■ **What to work on**: A word-for-word copy of the records below is required.
(Material shown Opens)
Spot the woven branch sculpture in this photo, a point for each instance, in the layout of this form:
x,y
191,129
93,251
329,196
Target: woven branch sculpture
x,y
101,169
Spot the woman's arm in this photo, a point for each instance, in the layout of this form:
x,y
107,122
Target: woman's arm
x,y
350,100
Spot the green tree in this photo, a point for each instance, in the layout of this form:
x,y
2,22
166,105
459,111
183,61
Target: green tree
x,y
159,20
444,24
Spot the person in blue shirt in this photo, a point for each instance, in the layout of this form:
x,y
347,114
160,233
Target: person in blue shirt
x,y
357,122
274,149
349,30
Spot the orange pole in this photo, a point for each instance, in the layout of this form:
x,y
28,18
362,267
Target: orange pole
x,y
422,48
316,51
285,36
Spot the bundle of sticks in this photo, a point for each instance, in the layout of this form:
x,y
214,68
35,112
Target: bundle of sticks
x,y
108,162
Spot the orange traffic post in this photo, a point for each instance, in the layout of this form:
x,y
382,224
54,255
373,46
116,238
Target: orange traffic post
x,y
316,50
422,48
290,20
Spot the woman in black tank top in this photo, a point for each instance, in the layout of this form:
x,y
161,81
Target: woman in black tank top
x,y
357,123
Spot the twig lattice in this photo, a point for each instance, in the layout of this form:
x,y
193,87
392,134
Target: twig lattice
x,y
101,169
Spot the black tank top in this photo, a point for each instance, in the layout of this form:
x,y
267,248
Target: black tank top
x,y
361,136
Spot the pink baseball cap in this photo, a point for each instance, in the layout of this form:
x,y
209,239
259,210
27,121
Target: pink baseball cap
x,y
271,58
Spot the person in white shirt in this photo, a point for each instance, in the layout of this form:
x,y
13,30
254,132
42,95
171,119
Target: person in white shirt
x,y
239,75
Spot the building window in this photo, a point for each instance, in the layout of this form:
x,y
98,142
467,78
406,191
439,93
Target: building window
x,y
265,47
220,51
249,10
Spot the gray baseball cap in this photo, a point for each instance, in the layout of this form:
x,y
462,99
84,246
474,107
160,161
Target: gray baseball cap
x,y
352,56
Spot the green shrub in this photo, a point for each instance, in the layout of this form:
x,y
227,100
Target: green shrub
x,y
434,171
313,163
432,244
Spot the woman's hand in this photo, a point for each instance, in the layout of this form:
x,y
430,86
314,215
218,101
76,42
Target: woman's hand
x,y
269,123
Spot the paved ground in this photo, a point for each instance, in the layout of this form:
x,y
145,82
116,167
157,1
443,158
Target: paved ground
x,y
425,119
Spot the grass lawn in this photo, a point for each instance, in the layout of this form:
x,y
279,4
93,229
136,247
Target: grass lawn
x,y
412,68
(Material shown Closes)
■ **Exercise solution**:
Spot the woven branch sculpture in this photo, a point for each instance, in the layout of this form:
x,y
191,129
93,251
329,196
Target: woven branch sculpture
x,y
101,169
Spot the woman's arm in this photo, a point for each instance, in the layout of this form:
x,y
107,122
Target: woman's arm
x,y
350,100
Spot the green tree in this photo, a point for each instance, in the layout of this form:
x,y
2,22
166,105
459,111
183,61
Target: green tree
x,y
159,20
444,24
Spot the person in blue shirt in this photo, a point for each instance, in the layout of this form:
x,y
347,114
160,233
Target: person in blue shirt
x,y
357,122
274,149
349,30
Spot the orange pole in this photo, a point for each instance, in the layout of this form:
x,y
28,18
362,267
Target: orange pole
x,y
422,48
316,51
285,36
Spot the bundle of sticks in this photo, a point for each instance, in the layout of this form:
x,y
214,68
35,112
Target: bundle of sticks
x,y
108,162
Spot the orange traffic post in this photo, a point for each instance, in the layout of this form:
x,y
382,224
54,255
373,46
116,238
Target: orange traffic post
x,y
316,50
422,48
290,20
Spot the woman in black tank top in this photo, a point for each instance, in the layout of this form:
x,y
161,81
Target: woman in black tank top
x,y
357,123
Spot the twig lattice in this photo, a point for each instance, in the layout of this form:
x,y
193,87
392,134
Target: twig lattice
x,y
101,169
Spot the black tank top in this photo, a point for each instance, in the layout of this form:
x,y
267,248
Target: black tank top
x,y
361,136
Spot the pink baseball cap in this photo, a point for each instance, in the layout of this form:
x,y
209,239
259,210
27,121
Target: pink baseball cap
x,y
271,58
Spot the person in white shirt in this photo, a point for each instance, in the layout of this form:
x,y
13,30
254,132
42,95
171,119
Target: person in white shirt
x,y
239,75
Spot the building window in this photo, a point for each instance, in the layout of this form:
x,y
98,142
467,78
406,191
439,93
Target: building window
x,y
265,47
220,51
249,10
Spot the gray baseball cap in this photo, a point for each instance, in the layout of this form:
x,y
462,99
84,246
474,107
160,161
Target: gray baseball cap
x,y
352,56
Spot the green shrub in this photo, a point for each instance, in the layout of this form:
x,y
227,100
Target: green shrub
x,y
434,171
313,163
432,244
Spot the woman's hand in this photo, a point for each instance, in the layout of this form:
x,y
430,86
314,215
218,101
76,42
Target: woman's hand
x,y
269,123
Spot the paved ground in this photo, a point for each instance, in the layout of this form:
x,y
145,82
116,167
157,1
443,158
Target: paved ground
x,y
425,119
Spot the grass lawn in this photo, a point for each instance, in the layout of this form:
x,y
279,4
93,229
136,247
Target: grass lawn
x,y
412,68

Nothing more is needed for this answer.